Is there some way to turn the predictive dictionary off?

Carsten Haitzler (The Rasterman) raster at openmoko.org
Fri Jul 25 02:41:11 CEST 2008


On Thu, 24 Jul 2008 14:58:15 -0700 Ken Restivo <ken at restivo.org> babbled:
 
> I really liked that Illume keyboard :-( It was perfect.

sorry - i will work on it. i will add a way to turn it on again later... but
for now its disabled. i will also bring back dictionary matching (in illume's
kbd the layout controls if the dictionary is used, so full-qwerty was set up so
the dictionary/buffer is always bypassed and keystrokes go directly in. the
idea is that full-qwerty is for terminal junkies or those with a stylus and who
can tap accurately. the alpha keys are for just writing normal text - like
email, sms, etc. and thus will use a dictionary to help correct your
mis-typings, as it's assumed you may be in a hurry and using your fingers, not a
stylus (and thus make mistakes). the numeric layout is to complement the alpha
one to add other numbers and symbols you want day to day for writing text - but
in general you need it much less than a-z. i also want to have people be able
to install and use layouts for specific languages - eg german, french, russian,
greek etc. - and these keyboards should be easy to create .kbd layout files
for. what is missing is an actual dictionary backing the dictionary lookup
buffer (used to have one - a very small 5000 word dictionary, but gone -
for now), and the ability to select which dictionary to use (as i have read here
- people seem to want to be able to select language for dictionary and layouts -
often separately).

now here is the cool bit.. with the right layout file (one just like full
qwerty) it'd be perfectly possible to have a "terminal commands" dictionary
that has all the common unix commands AND their command-line options in it and
then change the full-qwerty to be a terminal.kbd -allow dictionary matching for
keystrokes needed (a-z, -, _ 0-9), and then i guess i need a way for a kbd file
to indicate a required (or preferred) dictionary too. but the cool it is.. this
is only a few steps away code-wise. very few. this should make all the terminal
junkies most happy, give input for regular english (or german, french etc.),
and still maintain a small footprint.

◆ Records from a point labeling set ◆

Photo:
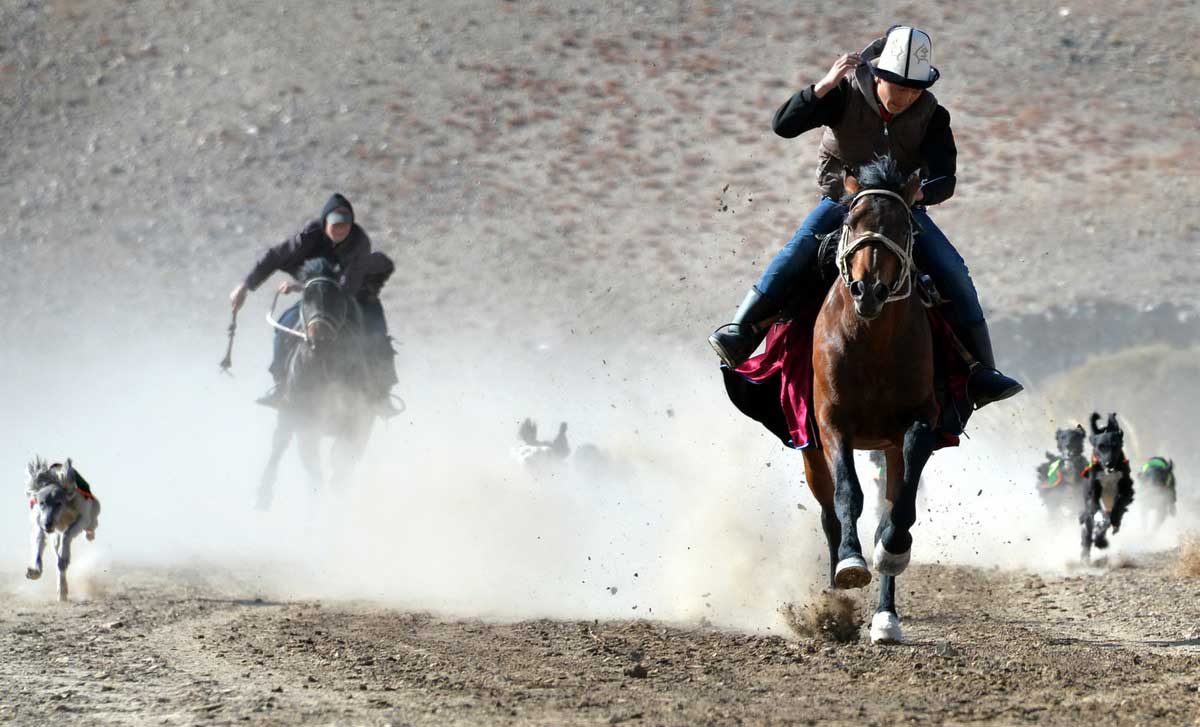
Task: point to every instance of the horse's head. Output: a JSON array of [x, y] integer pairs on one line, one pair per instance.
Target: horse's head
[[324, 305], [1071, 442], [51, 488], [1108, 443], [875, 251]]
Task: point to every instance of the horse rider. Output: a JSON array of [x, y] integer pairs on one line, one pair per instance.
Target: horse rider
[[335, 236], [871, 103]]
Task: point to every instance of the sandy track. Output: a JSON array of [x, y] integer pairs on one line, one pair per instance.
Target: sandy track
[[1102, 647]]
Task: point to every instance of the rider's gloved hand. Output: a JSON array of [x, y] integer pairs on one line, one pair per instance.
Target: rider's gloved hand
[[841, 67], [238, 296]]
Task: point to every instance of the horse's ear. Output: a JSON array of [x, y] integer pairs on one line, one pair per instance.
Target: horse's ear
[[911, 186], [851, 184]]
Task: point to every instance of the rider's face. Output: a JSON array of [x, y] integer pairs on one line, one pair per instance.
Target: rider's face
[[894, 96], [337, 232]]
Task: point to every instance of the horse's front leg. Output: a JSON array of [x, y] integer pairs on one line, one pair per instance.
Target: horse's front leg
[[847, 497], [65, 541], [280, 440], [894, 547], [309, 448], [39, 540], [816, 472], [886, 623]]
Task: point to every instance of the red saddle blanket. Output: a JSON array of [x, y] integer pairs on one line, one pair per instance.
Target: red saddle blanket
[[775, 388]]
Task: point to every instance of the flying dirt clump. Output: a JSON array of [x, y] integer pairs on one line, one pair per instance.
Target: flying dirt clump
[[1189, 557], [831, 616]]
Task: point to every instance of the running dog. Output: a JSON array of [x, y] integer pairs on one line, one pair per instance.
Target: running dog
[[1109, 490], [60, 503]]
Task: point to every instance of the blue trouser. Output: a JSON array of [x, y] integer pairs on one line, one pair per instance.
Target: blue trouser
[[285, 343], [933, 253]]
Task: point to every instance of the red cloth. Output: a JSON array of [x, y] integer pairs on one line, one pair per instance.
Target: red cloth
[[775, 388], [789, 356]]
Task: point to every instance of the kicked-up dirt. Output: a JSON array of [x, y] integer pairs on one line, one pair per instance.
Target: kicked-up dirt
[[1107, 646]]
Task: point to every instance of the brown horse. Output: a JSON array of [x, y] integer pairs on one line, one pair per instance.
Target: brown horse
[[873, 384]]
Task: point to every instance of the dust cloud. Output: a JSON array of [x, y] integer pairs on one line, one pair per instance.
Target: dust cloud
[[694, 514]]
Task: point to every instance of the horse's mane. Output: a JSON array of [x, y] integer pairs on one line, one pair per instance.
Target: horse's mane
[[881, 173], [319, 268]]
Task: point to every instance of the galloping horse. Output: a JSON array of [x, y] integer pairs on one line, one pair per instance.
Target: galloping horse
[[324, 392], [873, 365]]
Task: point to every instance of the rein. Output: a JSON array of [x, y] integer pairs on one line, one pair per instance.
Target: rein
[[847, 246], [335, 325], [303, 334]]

◆ Written request A ◆
Summarize the message in two sentences.
◆ Written request B ◆
Echo the message word for word, beginning at the words "now here is" and stopping after "a small footprint.".

◆ Answer A ◆
The writer apologizes about the Illume keyboard and says dictionary matching will come back, explaining that the full-qwerty layout bypasses the dictionary while the alpha layout uses one to correct typing mistakes made by people in a hurry using their fingers. The writer also wants people to be able to install layouts for specific languages and notes that a "terminal commands" dictionary of common unix commands and their options is only a few steps away code-wise.

◆ Answer B ◆
now here is the cool bit.. with the right layout file (one just like full
qwerty) it'd be perfectly possible to have a "terminal commands" dictionary
that has all the common unix commands AND their command-line options in it and
then change the full-qwerty to be a terminal.kbd -allow dictionary matching for
keystrokes needed (a-z, -, _ 0-9), and then i guess i need a way for a kbd file
to indicate a required (or preferred) dictionary too. but the cool it is.. this
is only a few steps away code-wise. very few. this should make all the terminal
junkies most happy, give input for regular english (or german, french etc.),
and still maintain a small footprint.